What you are asked to do: Please restate the data below word for word, omitting all images.

(Data for processing Opens)

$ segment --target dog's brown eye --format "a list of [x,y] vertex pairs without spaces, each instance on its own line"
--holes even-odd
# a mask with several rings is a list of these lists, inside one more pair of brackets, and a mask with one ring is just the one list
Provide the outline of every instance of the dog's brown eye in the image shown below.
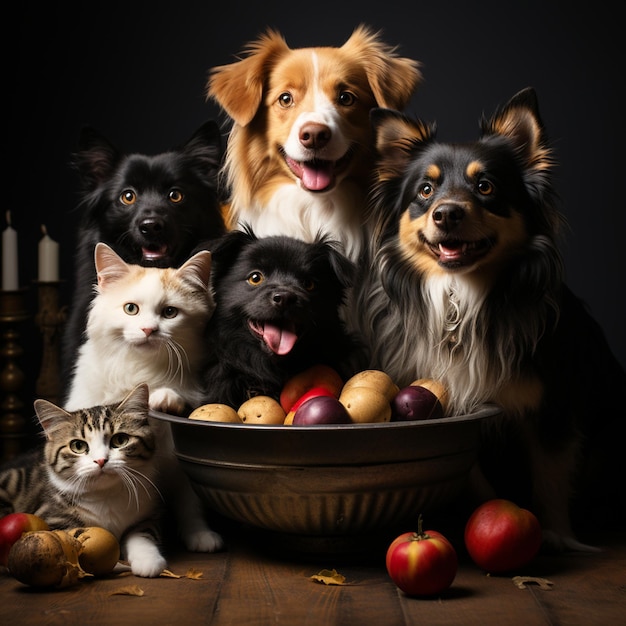
[[304,282],[302,283],[302,286],[307,290],[307,291],[313,291],[315,289],[315,281],[311,280],[310,278],[307,278],[304,280]]
[[250,285],[256,286],[256,285],[260,285],[265,280],[265,276],[263,276],[261,272],[252,272],[248,276],[247,280]]
[[420,198],[426,200],[435,193],[435,188],[430,183],[424,183],[418,190]]
[[182,202],[184,197],[185,196],[183,196],[183,192],[180,189],[172,189],[168,195],[170,202],[173,202],[174,204]]
[[126,313],[126,315],[137,315],[137,313],[139,313],[139,307],[134,302],[127,302],[124,305],[124,313]]
[[483,196],[489,196],[493,193],[493,185],[488,180],[478,181],[476,188],[478,189],[478,193]]
[[120,195],[122,204],[135,204],[137,202],[137,194],[132,189],[124,189]]
[[356,96],[349,91],[342,91],[337,98],[337,102],[339,102],[341,106],[349,107],[356,102]]
[[293,96],[288,91],[281,93],[278,96],[278,104],[285,109],[289,108],[293,104]]

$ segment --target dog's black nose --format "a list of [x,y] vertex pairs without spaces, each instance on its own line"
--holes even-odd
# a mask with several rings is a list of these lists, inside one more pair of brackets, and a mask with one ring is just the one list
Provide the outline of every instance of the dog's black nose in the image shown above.
[[145,237],[158,235],[163,230],[163,220],[154,217],[146,218],[139,224],[139,232]]
[[331,138],[331,131],[325,124],[311,122],[300,129],[300,143],[308,150],[323,148]]
[[272,294],[272,304],[279,308],[290,306],[296,301],[296,294],[292,291],[281,290]]
[[433,211],[433,221],[435,224],[449,232],[454,230],[465,217],[465,211],[458,204],[442,204]]

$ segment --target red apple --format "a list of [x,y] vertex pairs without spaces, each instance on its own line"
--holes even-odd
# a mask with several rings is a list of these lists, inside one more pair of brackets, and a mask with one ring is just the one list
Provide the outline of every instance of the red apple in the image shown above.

(Data for processing Closes)

Reply to the task:
$ segment --target dog's brown eye --format "a list of [x,y] vertex pairs without spaces, each instance on its own line"
--holes even-odd
# a mask with several rings is a list of these lists, inside one more pair of brackets, and a mask with one ring is just the one list
Provide the outline of every instance of the dog's brown eye in the image shown below.
[[304,282],[302,283],[302,286],[307,290],[307,291],[313,291],[315,289],[315,281],[311,280],[310,278],[307,278],[304,280]]
[[250,285],[256,286],[256,285],[260,285],[265,280],[265,276],[263,276],[261,272],[252,272],[248,276],[247,280]]
[[420,198],[426,200],[435,193],[435,188],[430,183],[424,183],[418,190]]
[[182,202],[184,197],[185,196],[183,196],[183,192],[180,189],[172,189],[168,195],[170,202],[173,202],[174,204]]
[[126,313],[126,315],[137,315],[137,313],[139,313],[139,307],[134,302],[127,302],[124,305],[124,313]]
[[483,196],[489,196],[493,193],[493,185],[488,180],[478,181],[476,188],[478,189],[478,193]]
[[120,195],[122,204],[135,204],[137,202],[137,194],[132,189],[124,189]]
[[356,96],[349,91],[342,91],[337,98],[337,102],[339,102],[341,106],[349,107],[356,102]]
[[293,96],[288,91],[281,93],[278,96],[278,104],[285,109],[289,108],[293,104]]

$ segment --target dog's black nose --format "a list of [x,y] vertex pairs without spaces, each instance on its own line"
--holes even-odd
# a mask with several rings is a list of these lists, inside one more pair of brackets, and a mask with one ring is just the one list
Provide the outline of every instance of the dog's black nose in the image shown above.
[[145,237],[158,235],[163,230],[163,220],[154,217],[146,218],[139,224],[139,232]]
[[331,138],[331,131],[325,124],[311,122],[300,129],[300,143],[308,150],[323,148]]
[[272,294],[272,304],[279,308],[290,306],[296,301],[296,294],[292,291],[281,290]]
[[433,211],[433,221],[435,224],[449,232],[454,230],[465,217],[465,211],[458,204],[442,204]]

$ segment --target red apple --format "a list of [x,y] vertex pairs without spaces, each instance on its own line"
--holes even-odd
# a mask with several rings is a list of these lists, inside one more pair of brackets, and a mask with one ring is just the one list
Provide the outline of every instance of the red apple in the image shown above.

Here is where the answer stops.